> [Studievragen]:
(a) Beantwoord aan de hand van het stuk over Rem Koolhaas de volgende vragen.
(i) In welk jaar richtte Koolhaas OMA op?
(ii) In welke stad woonde Koolhaas ten tijde van het interview?
(iii) Bij welk blad begon Koolhaas als freelancer?
(b) Schrijf het volgende deel van het stuk over Rem Koolhaas, aansluitend op de laatste zin.

> [Fragment]:

»»

Spring naar de content

Rem Koolhaas overschat?

Een interview met Rem Koolhaas was een van de eerste journalistieke opdrachten in mijn leven. Zijn boek Delirious New York, a retroactive manifesto was net uitgekomen, dus dat moet in 1978 zijn geweest. Koolhaas woonde nog in Londen, waar hij aan Architectural Association School had gestudeerd. In 1975 had hij samen met een andere aankomende architect, en met beider echtgenotes, OMA opgericht – Office for Metropolitan Architecture.

Gepubliceerd op: Geplaatst in de volgende categorieën: door Max Pam

En zo reisde ik naar Londen. Zijn boek over New York vond ik prachtig, maar ik had er nog geen idee van dat hij zo beroemd zou worden. Mogelijk ben ik de eerste Nederlandse journalist geweest die bij hem op de stoep stond. Koolhaas bleek een sombere man in een donker appartement, dat weinig uitstraalde van de grootse plannen die de bewoner in zijn hoofd had. Je moet hem nageven dat hij zijn dromen heeft waargemaakt, nu hij in zijn privéjet de wereld rondreist. En dan te bedenken dat hij nog als freelancer is begonnen bij de Haagse Post. Ooit heeft hij voor ons blaadje Willem Frederik Hermans geïnterviewd.

««

(Opgeslagen records)

»»

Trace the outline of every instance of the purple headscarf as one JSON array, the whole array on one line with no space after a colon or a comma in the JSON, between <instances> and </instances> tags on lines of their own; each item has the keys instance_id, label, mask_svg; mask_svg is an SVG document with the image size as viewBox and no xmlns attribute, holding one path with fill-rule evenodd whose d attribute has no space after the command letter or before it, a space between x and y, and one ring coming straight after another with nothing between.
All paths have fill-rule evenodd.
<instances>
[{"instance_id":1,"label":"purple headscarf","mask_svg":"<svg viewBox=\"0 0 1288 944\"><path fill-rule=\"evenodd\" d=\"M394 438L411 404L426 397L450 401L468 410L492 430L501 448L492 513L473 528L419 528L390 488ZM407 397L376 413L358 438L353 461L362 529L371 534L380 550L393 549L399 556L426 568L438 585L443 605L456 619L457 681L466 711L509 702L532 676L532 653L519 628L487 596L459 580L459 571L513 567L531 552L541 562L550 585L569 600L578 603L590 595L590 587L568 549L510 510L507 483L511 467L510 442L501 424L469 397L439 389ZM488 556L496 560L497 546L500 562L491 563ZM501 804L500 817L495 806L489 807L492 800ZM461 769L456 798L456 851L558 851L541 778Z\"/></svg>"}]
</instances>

««

> [Uitgewerkte opgaven]:
(a)
(i) In 1975.
(ii) In Londen.
(iii) Bij de Haagse Post.

(b)
Na dat interview verloor ik Koolhaas uit het oog. Althans zijn persoon, niet zijn gebouwen. Die doken op in een steeds toenemende frequentie. De eerste keer dat ik op een Koolhaas-creatie attent werd gemaakt, was toen iemand mij vertelde dat hij iets te maken had met de aangebouwde peperbus van De Nederlandsche Bank op het Frederiksplein in Amsterdam. Ik dacht er het mijne van.

Daarna kwam het Byzantium aan de kop van het Vondelpark. Pas jaren later kwam ik daar binnen bij een bezoek aan Hella Haasse. Zij bewoonde een flat in het Byzantium. Hella vertelde dat er aan het gebouw allerlei ongemakken kleefden. Zo zijn de plafonds te laag. Dat was zo gekomen, omdat er uit financiële overwegingen ineens een verdieping bij moest. Toen heeft de architect zonder al te veel protest zijn gebouw ‘ingedikt’. Ik dacht er het mijne van.

Steeds vaker kwam ik gebouwen van Koolhaas tegen, waarvan ik het mijne dacht. Toen het door Koolhaas ontworpen gebouw van de gehate Chinese staatstelevisie in brand stond en Chinezen beneden op straat stonden te applaudisseren, dacht ik er voor de zoveelste keer het mijne van.

En nu sla ik de Volkskrant op en lees een citaat van Koolhaas, overgenomen uit Der Spiegel: “Voor immigranten is het makkelijker door Dubai, Singapore of de Hafen City te lopen dan door de mooie middeleeuwse stadscentra. In een tijd van massale migratie moet het misschien ook tot een massale overeenkomstigheid van steden komen”.

Aldus Koolhaas.

Massale overeenkomstigheid. Toen ik in 1975 Koolhaas interviewde, heette dat laatdunkend: ‘eenvormigheid’. Daar was iedereen toen op tegen. Dus lees ik dat citaat in Der Spiegel nog eens over en denk er het mijne van.